• **Actions to take**:
• A. Quote the article on the BBC licence fee freeze word for word, from "Shadow culture, media" up to and including "during COVID-19 lockdown.".
• B. Write what comes next in the article on the BBC licence fee freeze, continuing from its last sentence.

• **Document excerpt**:
The UK said it would freeze the BBC's licence fee while the opposition claimed the move was meant to create a distraction from the prime minister's current scandals.
Culture secretary Nadine Dorries tweeted on Sunday that the current system, whereby all television set owners must pay an annual licence fee, will end after 2027. The government said they would freeze the licence fee until 2024.
"The days of the elderly being threatened with prison sentences and bailiffs knocking on doors, are over," wrote Dorries.
Shadow culture, media and sport secretary Lucy Powell said Dorries was the first to create a "distraction" by "finding someone else to blame for the prime minister's disintegrating leadership".
It comes as Prime Minister Boris Johnson's future has been thrown into doubt following revelations of illegal parties held at Downing Street during COVID-19 lockdown.
The "partygate" scandal has so far seen six of his Conservative party MPs openly call for his resignation, with dozens more said to have done the same behind closed doors.

• **Provided information**:
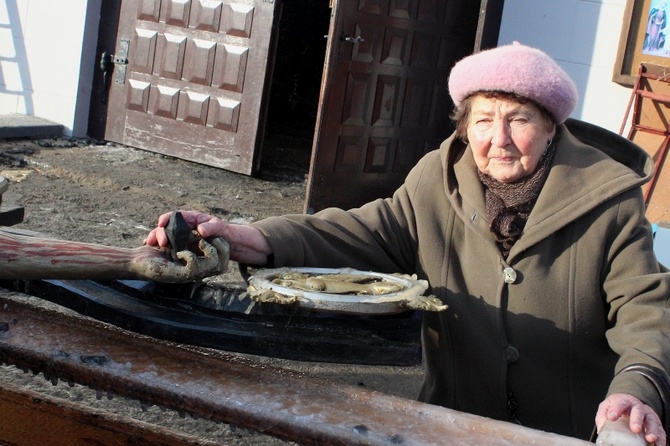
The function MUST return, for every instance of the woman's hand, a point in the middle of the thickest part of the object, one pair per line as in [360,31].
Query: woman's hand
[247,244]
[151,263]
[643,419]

--

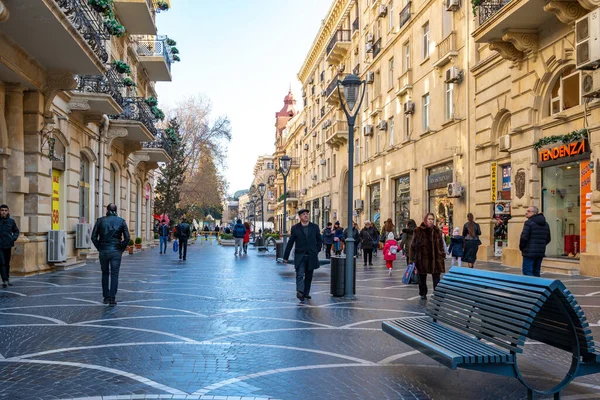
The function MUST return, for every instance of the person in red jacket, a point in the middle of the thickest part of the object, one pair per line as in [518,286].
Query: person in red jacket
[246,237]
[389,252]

• **Expected responses**:
• A.
Shadow culture, media and sport secretary Lucy Powell said Dorries was the first to create a "distraction" by "finding someone else to blame for the prime minister's disintegrating leadership".
It comes as Prime Minister Boris Johnson's future has been thrown into doubt following revelations of illegal parties held at Downing Street during COVID-19 lockdown.

• B.
Some say Johnson's team has issued several populist proposals to shore up support for the prime minister.
A string of celebrities has rallied to defend the UK public broadcaster.
Actor Hugh Grant called the BBC, whose TV, radio and online services are funded by the £159-a-year licence fee, "something the whole world admires with envy", accusing the government of wanting to destroy it.
Former England footballer and BBC sports presenter Gary Linker called it "the most treasured of national treasures".
It "should never be a voice for those in government, whoever is in power", he added.